**The problem:**
Format every line of the listing below as a numbered list, skipping any blank lines and leaving the pictures out of your answer.

**Data provided:**

----

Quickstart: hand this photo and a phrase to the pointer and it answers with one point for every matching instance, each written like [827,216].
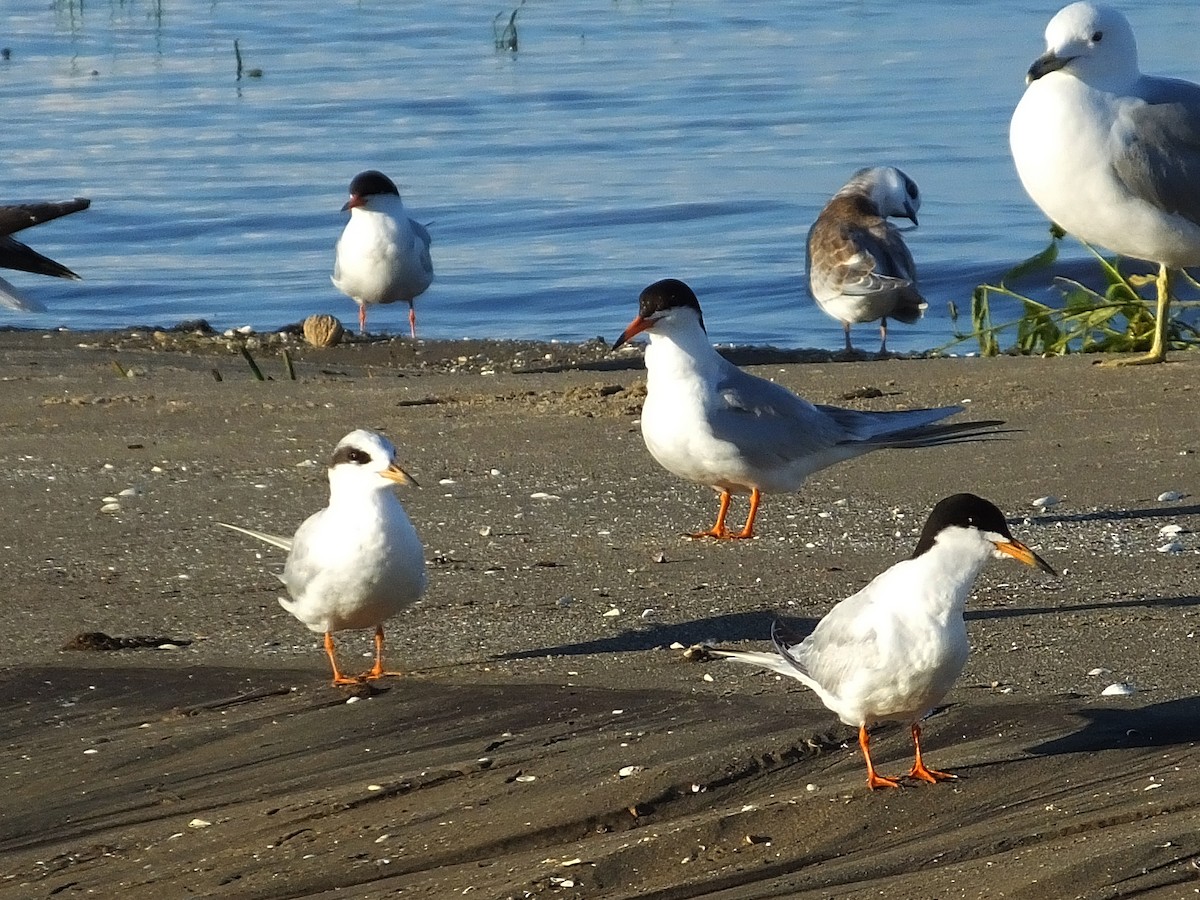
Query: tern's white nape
[894,649]
[1109,154]
[358,562]
[15,255]
[708,421]
[383,256]
[858,267]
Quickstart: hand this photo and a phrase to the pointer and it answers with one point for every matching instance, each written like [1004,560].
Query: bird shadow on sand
[1107,515]
[1170,723]
[1145,603]
[715,630]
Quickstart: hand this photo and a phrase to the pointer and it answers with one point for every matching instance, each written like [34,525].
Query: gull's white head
[365,461]
[892,191]
[1092,42]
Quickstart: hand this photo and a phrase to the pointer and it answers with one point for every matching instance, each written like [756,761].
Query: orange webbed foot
[931,775]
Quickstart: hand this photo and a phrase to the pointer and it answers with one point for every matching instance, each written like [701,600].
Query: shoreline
[497,762]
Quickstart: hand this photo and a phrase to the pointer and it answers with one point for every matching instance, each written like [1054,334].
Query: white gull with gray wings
[1109,154]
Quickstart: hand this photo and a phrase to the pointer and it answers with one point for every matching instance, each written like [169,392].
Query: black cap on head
[372,181]
[667,294]
[349,454]
[964,510]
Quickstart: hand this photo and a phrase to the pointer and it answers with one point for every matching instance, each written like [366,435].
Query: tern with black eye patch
[358,562]
[708,421]
[894,649]
[858,265]
[383,256]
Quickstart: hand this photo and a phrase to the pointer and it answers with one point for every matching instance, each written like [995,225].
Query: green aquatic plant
[1116,321]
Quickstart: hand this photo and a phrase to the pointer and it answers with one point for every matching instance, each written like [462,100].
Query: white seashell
[323,330]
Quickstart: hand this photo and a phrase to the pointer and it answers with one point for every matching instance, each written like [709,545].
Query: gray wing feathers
[1162,159]
[273,539]
[24,215]
[423,235]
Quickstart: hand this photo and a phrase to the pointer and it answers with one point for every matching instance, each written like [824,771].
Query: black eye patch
[349,454]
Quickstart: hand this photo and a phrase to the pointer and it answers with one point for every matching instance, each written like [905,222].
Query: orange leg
[377,670]
[339,678]
[748,529]
[873,779]
[718,531]
[918,767]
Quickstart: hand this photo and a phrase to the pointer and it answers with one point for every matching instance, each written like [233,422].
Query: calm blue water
[623,143]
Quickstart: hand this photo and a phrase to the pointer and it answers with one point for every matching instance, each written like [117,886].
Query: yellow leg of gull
[1162,319]
[377,670]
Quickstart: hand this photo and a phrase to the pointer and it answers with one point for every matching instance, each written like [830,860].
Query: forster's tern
[892,651]
[383,256]
[15,255]
[858,265]
[1109,154]
[708,421]
[358,562]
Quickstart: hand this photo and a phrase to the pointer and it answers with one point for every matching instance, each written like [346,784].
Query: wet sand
[226,765]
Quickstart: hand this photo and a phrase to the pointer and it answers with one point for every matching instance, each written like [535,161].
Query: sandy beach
[551,738]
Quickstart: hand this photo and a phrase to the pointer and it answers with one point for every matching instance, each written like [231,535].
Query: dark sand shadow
[715,630]
[1149,603]
[1171,723]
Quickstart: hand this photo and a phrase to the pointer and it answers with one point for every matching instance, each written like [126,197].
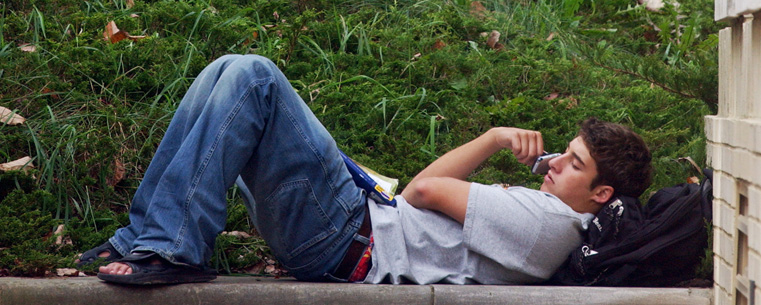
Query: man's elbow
[421,193]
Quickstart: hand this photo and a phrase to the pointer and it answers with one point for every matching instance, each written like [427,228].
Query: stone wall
[734,151]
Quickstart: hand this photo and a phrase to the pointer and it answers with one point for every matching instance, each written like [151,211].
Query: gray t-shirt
[510,236]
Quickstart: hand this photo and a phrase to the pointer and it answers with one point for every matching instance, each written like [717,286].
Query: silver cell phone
[542,164]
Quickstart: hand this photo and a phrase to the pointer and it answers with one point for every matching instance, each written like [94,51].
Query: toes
[116,268]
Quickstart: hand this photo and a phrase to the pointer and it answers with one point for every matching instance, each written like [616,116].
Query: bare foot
[102,254]
[116,268]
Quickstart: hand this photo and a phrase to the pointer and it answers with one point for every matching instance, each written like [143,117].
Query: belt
[356,249]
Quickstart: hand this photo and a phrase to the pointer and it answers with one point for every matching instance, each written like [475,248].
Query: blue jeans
[241,120]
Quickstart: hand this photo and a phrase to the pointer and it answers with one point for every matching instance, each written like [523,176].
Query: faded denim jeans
[241,120]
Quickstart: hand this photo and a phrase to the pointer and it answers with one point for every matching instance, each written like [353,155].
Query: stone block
[757,131]
[754,200]
[720,297]
[716,207]
[754,266]
[755,173]
[744,137]
[726,248]
[727,219]
[728,190]
[710,147]
[723,275]
[727,131]
[710,127]
[726,160]
[745,168]
[754,234]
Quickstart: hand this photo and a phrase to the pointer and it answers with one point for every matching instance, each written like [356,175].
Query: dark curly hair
[622,157]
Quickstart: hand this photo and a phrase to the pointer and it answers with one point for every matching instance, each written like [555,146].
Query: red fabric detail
[364,265]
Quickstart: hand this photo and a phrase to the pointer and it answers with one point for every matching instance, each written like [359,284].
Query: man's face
[570,176]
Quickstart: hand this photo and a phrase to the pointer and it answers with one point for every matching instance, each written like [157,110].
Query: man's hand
[442,187]
[526,145]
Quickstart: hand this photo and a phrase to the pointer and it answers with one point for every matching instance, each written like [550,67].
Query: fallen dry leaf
[24,164]
[114,34]
[239,234]
[438,45]
[270,269]
[493,39]
[67,272]
[653,5]
[28,47]
[256,269]
[61,240]
[552,96]
[52,94]
[118,173]
[477,9]
[572,102]
[8,117]
[58,233]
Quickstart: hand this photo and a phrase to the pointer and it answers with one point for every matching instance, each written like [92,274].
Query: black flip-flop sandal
[149,268]
[91,256]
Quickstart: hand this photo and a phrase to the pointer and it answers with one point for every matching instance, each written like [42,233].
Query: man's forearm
[461,161]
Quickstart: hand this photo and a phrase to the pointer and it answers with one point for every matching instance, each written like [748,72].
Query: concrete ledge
[258,290]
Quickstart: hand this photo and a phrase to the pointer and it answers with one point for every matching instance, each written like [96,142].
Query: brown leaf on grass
[653,5]
[67,272]
[438,45]
[28,47]
[551,96]
[61,240]
[493,39]
[114,34]
[23,164]
[477,9]
[572,102]
[258,268]
[8,117]
[118,173]
[50,92]
[239,234]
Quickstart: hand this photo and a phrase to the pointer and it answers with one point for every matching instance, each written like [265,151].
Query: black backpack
[659,244]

----

**Solution to this task:**
1. Quickstart: hand this photo and a phrase to the pointer and it answers with one point for every matching instance, each written like [827,216].
2. Query: tern's white nape
3. [894,649]
4. [1109,154]
5. [358,562]
6. [15,255]
7. [708,421]
8. [383,256]
9. [858,267]
10. Quickstart: hand this photo and a phrase to the pointer and it answers with one point for every matching instance, each written like [1004,560].
11. Query: bird shadow on sand
12. [1107,515]
13. [1170,723]
14. [1145,603]
15. [715,630]
16. Quickstart: hand this photo and a phrase to the pointer and it answers with one point for every matching instance, each written like [34,525].
17. Query: gull's white head
18. [365,461]
19. [892,191]
20. [1092,42]
21. Quickstart: hand this photo and a phrase to the pointer and it answers with one point for every matching instance, each written like [756,761].
22. Query: orange webbed foot
23. [931,775]
24. Quickstart: hand this photo and a phrase to the pointer and it answers with one point for every matching instance, each written like [701,600].
25. Query: shoreline
26. [497,762]
27. Quickstart: hand this photo and a phrase to the pointer and it answers with one point for every matching instance, each written like [1054,334].
28. Query: white gull with gray wings
29. [1109,154]
30. Quickstart: hand this photo and a phrase to the pointer and it answers with one point for every matching instance, each written like [169,392].
31. Query: black cap on head
32. [372,181]
33. [667,294]
34. [349,454]
35. [964,510]
36. Quickstart: hand this photo and a phrase to the pointer and it answers with one point for every matching instance, each written like [366,435].
37. Query: tern with black eye patch
38. [358,562]
39. [708,421]
40. [894,649]
41. [858,265]
42. [383,256]
43. Quickstart: hand this photo and a phrase to the pointer and it answers with one point for every matching instance, each written like [995,225].
44. Query: green aquatic plant
45. [1116,321]
46. Quickstart: hand this photo and a phrase to the pointer and it answers with one point for every matching instance, each written like [462,100].
47. Query: white seashell
48. [323,330]
49. Quickstart: hand this photo and a phrase to the pointer and it answers with one point for every matching instance, each written like [709,545].
50. Query: gray wing feathers
51. [1162,159]
52. [273,539]
53. [24,215]
54. [423,235]
55. Quickstart: hand this photo and a phrase to the pointer and it answers with one point for every matching instance, each written like [824,771].
56. Query: black eye patch
57. [349,454]
58. Quickstart: hand this photo and a phrase to the pointer and it answers with one point for every matching instance, each written like [905,222].
59. Query: orange leg
60. [377,670]
61. [339,678]
62. [748,529]
63. [873,779]
64. [718,531]
65. [918,767]
66. Quickstart: hand this photo and a phrase to the pointer and it answers with one point for every matching instance, each written like [233,422].
67. Query: calm blue water
68. [623,143]
69. Quickstart: hand this photo and a phrase to the pointer and it answers with one point for every matching instance, each written like [117,886].
70. Query: yellow leg of gull
71. [1162,319]
72. [377,670]
73. Quickstart: hand this photo and a phrase to the pointer and it answers with one point for every matching instance, each written like [830,860].
74. Query: forster's tern
75. [892,651]
76. [383,256]
77. [15,255]
78. [858,265]
79. [1109,154]
80. [708,421]
81. [358,562]
82. Quickstart: hand this photo and a phrase to the pointer and it answers with one point for every matching instance, each written like [346,784].
83. Query: wet sand
84. [226,765]
85. Quickstart: hand this photo and a phrase to the pointer and it answers with one point for every matching instance, each written like [535,161].
86. Query: sandy beach
87. [551,738]
88. Quickstart: hand this photo and a phrase to the pointer and it answers with one point for every matching instance, each written like [231,535].
89. Query: dark sand shadow
90. [715,630]
91. [1149,603]
92. [1171,723]
93. Quickstart: hand this photo and a phrase to the pointer and it answers with one point for every matching instance, each written like [126,197].
94. Query: man's elbow
95. [421,193]
96. Quickstart: hand this photo and a phrase to the pointer and it answers with one point for every matching instance, each written like [427,228].
97. Query: stone wall
98. [734,151]
99. Quickstart: hand this photo and a phrase to the pointer and it answers with one point for every matching instance, each written like [151,211].
100. Query: gray t-shirt
101. [510,236]
102. Quickstart: hand this photo and a phrase to the pointer and it answers with one point for every matching instance, each written like [717,286].
103. Query: silver cell phone
104. [542,164]
105. Quickstart: hand this photo and a phrase to the pointer and it answers with one point for every matching instance, each written like [94,51].
106. Query: toes
107. [116,268]
108. Quickstart: hand this photo and a phrase to the pointer and it answers with one point for every matching instance, each written like [616,116].
109. Query: bare foot
110. [102,254]
111. [116,268]
112. Quickstart: hand this photo and a phrase to the pointer and it answers with one point for every matching instance, each written like [143,117].
113. Query: belt
114. [356,249]
115. Quickstart: hand this photo and a phrase to the pointer and it answers with one point for every matching instance, each written like [475,248].
116. Query: blue jeans
117. [241,120]
118. Quickstart: hand this photo and a phrase to the pointer and it answers with one point for every matching instance, each written like [523,176].
119. Query: faded denim jeans
120. [241,120]
121. Quickstart: hand this photo and a phrase to the pointer and it answers with one point for every matching instance, each written like [353,155].
122. Query: stone block
123. [757,131]
124. [754,200]
125. [720,297]
126. [716,207]
127. [754,266]
128. [755,173]
129. [744,137]
130. [726,248]
131. [727,219]
132. [728,190]
133. [710,147]
134. [723,275]
135. [727,131]
136. [710,127]
137. [726,160]
138. [745,168]
139. [754,234]
140. Quickstart: hand this photo and a phrase to the pointer and it answers with one point for every matching instance, each written like [356,175].
141. Query: dark curly hair
142. [622,157]
143. Quickstart: hand this photo and a phrase to the pointer and it answers with one point for every matching instance, each written like [555,146].
144. Query: red fabric detail
145. [364,265]
146. Quickstart: hand this photo and a phrase to the pointer and it answers with one point for every matching instance, each written like [359,284].
147. Query: man's face
148. [570,176]
149. Quickstart: hand this photo and a phrase to the pointer and it answers with one point for every matching instance, each written like [157,110].
150. Query: man's hand
151. [442,187]
152. [526,145]
153. Quickstart: hand this photo and a phrase to the pointer and it answers with one point for every matching instance, each written like [550,67].
154. Query: fallen dry leaf
155. [24,164]
156. [114,34]
157. [239,234]
158. [438,45]
159. [270,269]
160. [493,39]
161. [67,272]
162. [653,5]
163. [28,47]
164. [256,269]
165. [61,240]
166. [552,96]
167. [52,94]
168. [118,173]
169. [477,9]
170. [572,102]
171. [8,117]
172. [58,233]
173. Quickstart: hand this photo and a phrase to the pointer and it answers with one point for every matching instance, each written like [92,274].
174. Query: black flip-flop sandal
175. [149,268]
176. [91,256]
177. Quickstart: hand this photo and a phrase to the pointer and it answers with one point for every matching instance, each written like [42,233].
178. Query: man's forearm
179. [461,161]
180. Quickstart: hand this photo and a phrase to the pointer and it answers with one point for every matching instance, each written like [748,72].
181. Query: concrete ledge
182. [258,290]
183. Quickstart: hand this photo and a phrase to the pointer and it answers with one point for every matching instance, each written like [96,142].
184. Query: brown leaf on grass
185. [653,5]
186. [67,272]
187. [438,45]
188. [28,47]
189. [551,96]
190. [61,240]
191. [493,39]
192. [114,34]
193. [23,164]
194. [477,9]
195. [572,102]
196. [258,268]
197. [8,117]
198. [118,173]
199. [50,92]
200. [239,234]
201. Quickstart: hand this photo and a phrase to the pointer and it answers with one point for every matching instance, each written like [265,151].
202. Query: black backpack
203. [659,244]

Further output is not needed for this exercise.